• THE EXERCISE:
Pick out each line of the data below that contains the word "white" and copy it. Case counts.

(Stored records)
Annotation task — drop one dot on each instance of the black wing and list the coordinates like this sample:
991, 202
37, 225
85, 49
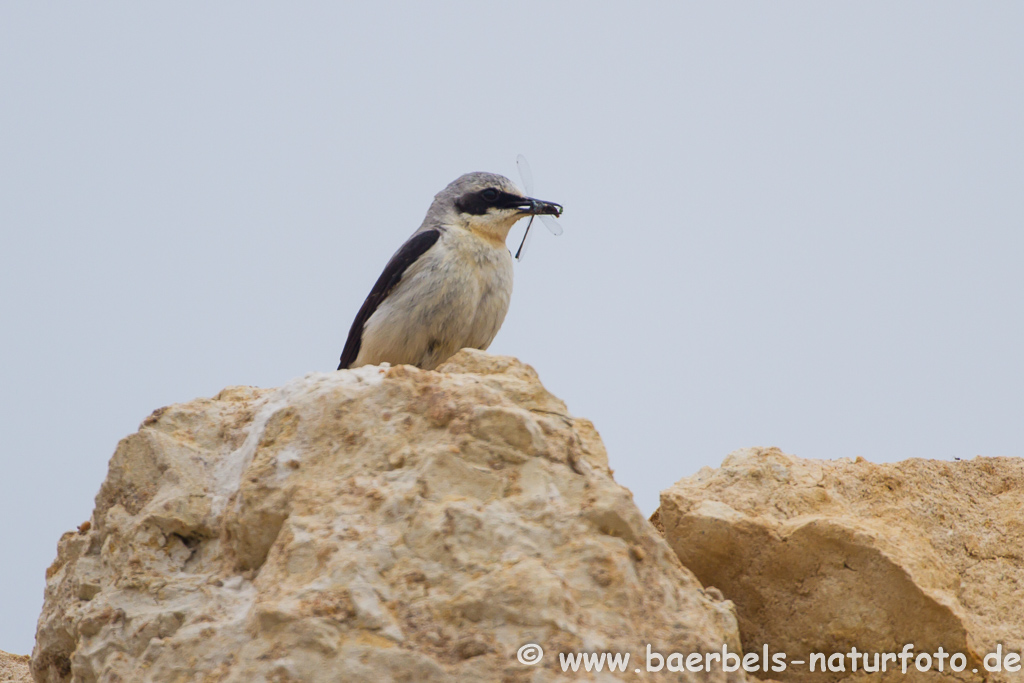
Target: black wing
...
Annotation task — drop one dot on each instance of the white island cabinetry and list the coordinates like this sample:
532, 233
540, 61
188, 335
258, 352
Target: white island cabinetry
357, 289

• RESULT BELOW:
Annotation task — drop one dot on each instance of the white island cabinetry and list the coordinates like this sample:
Target: white island cabinetry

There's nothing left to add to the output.